▶ YOUR OBJECTIVE
Give as output the line that contains "Put one point on each instance of the theater", followed by every remaining line of the entries, unchanged and with nothing added.

▶ DATASET
Start of Block

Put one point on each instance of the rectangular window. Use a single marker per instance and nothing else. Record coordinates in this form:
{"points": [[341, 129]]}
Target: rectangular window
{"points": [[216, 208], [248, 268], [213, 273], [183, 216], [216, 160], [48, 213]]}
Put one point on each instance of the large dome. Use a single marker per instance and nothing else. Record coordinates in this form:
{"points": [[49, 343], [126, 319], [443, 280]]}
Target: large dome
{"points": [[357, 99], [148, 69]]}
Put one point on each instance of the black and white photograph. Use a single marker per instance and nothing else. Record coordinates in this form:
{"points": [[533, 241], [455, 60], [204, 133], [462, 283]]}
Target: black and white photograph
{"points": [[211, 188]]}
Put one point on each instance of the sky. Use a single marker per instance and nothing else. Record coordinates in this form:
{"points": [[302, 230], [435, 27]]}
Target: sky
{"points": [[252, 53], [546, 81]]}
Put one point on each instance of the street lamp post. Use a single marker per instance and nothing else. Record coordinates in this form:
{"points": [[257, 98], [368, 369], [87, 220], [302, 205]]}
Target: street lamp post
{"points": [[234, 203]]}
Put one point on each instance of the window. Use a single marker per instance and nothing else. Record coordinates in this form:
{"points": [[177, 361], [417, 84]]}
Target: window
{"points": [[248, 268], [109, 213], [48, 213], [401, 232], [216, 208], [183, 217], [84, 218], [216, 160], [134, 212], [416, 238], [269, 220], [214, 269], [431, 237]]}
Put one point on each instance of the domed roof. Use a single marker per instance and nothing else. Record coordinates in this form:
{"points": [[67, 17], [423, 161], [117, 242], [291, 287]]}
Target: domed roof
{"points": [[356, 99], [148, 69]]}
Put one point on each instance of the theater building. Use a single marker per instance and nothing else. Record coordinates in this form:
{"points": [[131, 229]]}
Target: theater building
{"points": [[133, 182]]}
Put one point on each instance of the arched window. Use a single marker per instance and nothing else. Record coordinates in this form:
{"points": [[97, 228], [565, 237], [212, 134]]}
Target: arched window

End of Block

▶ WRITTEN ANSWER
Put one point on each instance of the theater building. Use a single marker per instance and nothing else. Record coordinates in this form:
{"points": [[131, 229]]}
Target: theater building
{"points": [[133, 182]]}
Put one point on each instance of the arched window. Use a single marker per instance and nothing else. Record coordinates in this form:
{"points": [[97, 228], [565, 237], [212, 134]]}
Target: arched window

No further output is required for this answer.